• [Directions]:
Look through the material below and return every line that contains "white".

===============

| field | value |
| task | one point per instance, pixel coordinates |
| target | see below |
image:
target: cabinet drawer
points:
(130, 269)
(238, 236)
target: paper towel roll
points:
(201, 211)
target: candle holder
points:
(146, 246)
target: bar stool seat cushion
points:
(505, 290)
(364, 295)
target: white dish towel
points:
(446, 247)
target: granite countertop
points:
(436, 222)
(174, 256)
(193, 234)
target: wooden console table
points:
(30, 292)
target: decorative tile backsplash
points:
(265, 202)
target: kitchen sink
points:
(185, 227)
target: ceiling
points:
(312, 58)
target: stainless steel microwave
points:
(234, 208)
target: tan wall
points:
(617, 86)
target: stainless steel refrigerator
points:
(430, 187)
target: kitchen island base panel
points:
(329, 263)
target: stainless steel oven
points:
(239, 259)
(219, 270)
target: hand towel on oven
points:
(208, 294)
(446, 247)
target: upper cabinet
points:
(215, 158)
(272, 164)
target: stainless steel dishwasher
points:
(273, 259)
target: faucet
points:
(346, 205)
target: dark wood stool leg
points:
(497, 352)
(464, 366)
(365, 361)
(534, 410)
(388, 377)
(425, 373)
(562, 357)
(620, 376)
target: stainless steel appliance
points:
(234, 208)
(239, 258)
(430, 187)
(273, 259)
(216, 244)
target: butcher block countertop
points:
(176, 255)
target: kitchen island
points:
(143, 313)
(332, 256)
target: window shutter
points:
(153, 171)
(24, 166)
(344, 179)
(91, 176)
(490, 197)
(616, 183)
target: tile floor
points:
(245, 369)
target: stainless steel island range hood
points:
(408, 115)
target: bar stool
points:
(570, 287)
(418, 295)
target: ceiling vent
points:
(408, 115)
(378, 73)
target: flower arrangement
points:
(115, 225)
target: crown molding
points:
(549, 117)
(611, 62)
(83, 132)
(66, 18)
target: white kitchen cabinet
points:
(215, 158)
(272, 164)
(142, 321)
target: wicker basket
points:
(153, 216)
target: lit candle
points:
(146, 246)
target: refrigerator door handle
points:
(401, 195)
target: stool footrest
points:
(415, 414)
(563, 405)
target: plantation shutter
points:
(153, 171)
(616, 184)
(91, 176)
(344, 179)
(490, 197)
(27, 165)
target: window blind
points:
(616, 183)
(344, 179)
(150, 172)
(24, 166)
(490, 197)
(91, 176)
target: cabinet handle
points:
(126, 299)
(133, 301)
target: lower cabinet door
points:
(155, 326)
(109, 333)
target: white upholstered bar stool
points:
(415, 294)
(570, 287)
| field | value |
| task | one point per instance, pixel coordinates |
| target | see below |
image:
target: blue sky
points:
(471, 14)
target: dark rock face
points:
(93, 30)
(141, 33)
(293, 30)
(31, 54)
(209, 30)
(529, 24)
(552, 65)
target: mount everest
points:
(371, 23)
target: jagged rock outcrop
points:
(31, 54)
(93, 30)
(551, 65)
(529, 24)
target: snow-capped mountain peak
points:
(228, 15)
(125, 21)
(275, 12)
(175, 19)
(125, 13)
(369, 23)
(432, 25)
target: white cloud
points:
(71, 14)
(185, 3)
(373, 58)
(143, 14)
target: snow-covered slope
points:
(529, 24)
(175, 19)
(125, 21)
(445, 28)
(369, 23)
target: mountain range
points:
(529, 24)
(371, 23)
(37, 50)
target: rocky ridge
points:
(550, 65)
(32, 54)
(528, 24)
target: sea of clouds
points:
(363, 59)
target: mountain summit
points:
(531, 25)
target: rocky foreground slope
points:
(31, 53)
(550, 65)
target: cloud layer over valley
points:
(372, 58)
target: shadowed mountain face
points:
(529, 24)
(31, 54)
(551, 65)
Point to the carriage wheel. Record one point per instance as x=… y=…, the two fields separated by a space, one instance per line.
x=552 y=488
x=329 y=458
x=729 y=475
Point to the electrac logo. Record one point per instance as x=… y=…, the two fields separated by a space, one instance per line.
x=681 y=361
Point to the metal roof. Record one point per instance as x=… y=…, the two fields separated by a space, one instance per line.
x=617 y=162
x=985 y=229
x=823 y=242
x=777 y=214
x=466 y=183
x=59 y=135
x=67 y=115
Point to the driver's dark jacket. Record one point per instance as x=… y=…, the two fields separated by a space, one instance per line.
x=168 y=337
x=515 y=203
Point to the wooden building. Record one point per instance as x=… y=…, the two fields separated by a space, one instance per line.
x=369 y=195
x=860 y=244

===============

• [Output of the exercise]:
target: white dish towel
target: white kitchen cabinet
target: white upholstered bar stool
target: white cloud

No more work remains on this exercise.